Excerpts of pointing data
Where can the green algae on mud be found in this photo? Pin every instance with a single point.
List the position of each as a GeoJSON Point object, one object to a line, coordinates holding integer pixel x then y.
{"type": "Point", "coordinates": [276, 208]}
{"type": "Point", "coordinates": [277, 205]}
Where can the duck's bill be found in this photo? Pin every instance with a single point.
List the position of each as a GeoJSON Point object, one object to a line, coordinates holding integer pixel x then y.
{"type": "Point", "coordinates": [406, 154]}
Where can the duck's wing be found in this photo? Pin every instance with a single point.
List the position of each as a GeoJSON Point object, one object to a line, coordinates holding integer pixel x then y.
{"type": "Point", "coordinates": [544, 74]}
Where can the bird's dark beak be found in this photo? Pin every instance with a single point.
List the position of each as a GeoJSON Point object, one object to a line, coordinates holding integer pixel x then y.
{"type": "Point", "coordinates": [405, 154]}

### Task details
Extract exactly the lines between the line containing "Where can the duck's bill" and the end of the data, including both.

### Output for this task
Where can the duck's bill be found in this photo? Pin every instance with a single point.
List the position of each as a GeoJSON Point object, one object to a line, coordinates holding integer pixel x then y.
{"type": "Point", "coordinates": [406, 154]}
Where can the duck's wing be found in this photo? Pin every instance with a single point.
List the position of each as a GeoJSON Point object, one object to a line, coordinates holding integer pixel x then y.
{"type": "Point", "coordinates": [544, 74]}
Where can the bird's dark beak be found in this photo? Pin every instance with a single point.
List the position of each as a GeoJSON Point object, one object to a line, coordinates holding integer pixel x then y.
{"type": "Point", "coordinates": [405, 154]}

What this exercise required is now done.